#### [처리할 데이터]
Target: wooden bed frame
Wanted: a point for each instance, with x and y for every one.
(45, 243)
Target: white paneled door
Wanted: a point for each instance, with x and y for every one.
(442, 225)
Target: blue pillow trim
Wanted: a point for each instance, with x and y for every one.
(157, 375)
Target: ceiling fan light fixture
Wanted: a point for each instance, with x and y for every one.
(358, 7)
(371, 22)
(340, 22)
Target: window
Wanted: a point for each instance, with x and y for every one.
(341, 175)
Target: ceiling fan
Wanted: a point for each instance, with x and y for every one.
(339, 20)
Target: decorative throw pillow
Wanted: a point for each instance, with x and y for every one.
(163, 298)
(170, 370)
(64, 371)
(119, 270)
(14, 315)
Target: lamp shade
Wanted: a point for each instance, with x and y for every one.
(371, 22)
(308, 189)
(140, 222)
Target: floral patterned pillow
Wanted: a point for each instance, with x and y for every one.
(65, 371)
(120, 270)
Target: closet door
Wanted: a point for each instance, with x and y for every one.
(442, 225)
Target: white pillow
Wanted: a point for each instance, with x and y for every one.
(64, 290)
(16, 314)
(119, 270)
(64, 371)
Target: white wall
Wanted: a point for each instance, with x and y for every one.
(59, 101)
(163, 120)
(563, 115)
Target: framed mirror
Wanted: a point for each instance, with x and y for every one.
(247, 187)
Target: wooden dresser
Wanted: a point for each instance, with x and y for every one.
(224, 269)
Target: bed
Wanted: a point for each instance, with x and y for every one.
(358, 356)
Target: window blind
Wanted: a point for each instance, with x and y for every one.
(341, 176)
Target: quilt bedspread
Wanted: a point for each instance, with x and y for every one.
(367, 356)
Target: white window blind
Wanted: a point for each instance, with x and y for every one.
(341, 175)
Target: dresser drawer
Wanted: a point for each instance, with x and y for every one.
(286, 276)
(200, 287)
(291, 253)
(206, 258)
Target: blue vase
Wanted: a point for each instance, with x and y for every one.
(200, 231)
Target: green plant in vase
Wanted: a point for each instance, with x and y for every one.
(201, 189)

#### [짧은 과제]
데이터에서 "Target: window blind" 문구가 있는 줄부터 데이터 끝까지, 양 끝 줄을 포함해 요청 줄까지 모두 다시 쓰고 다른 줄은 제외하라. 답에 있는 좌표 값은 모두 1.75를 곱한 뒤 정수로 반올림하라(0.5는 올림).

#### [과제 답안]
Target: window blind
Wanted: a point for each instance, with x and y for every one.
(597, 308)
Target: quilt bedspread
Wanted: a point for each instance, with x and y for every one.
(642, 623)
Target: white window blind
Wanted: a point for each instance, with x and y for every one.
(597, 306)
Target: dresser drawer
Wanted: a point for each instance, with x and y for every one.
(501, 483)
(350, 502)
(509, 443)
(361, 452)
Target: blue vase
Wanted: a point for each instance, with x and y for every one.
(350, 404)
Target: green plant in vase
Wanted: a point for each instance, with x and y for every one.
(352, 331)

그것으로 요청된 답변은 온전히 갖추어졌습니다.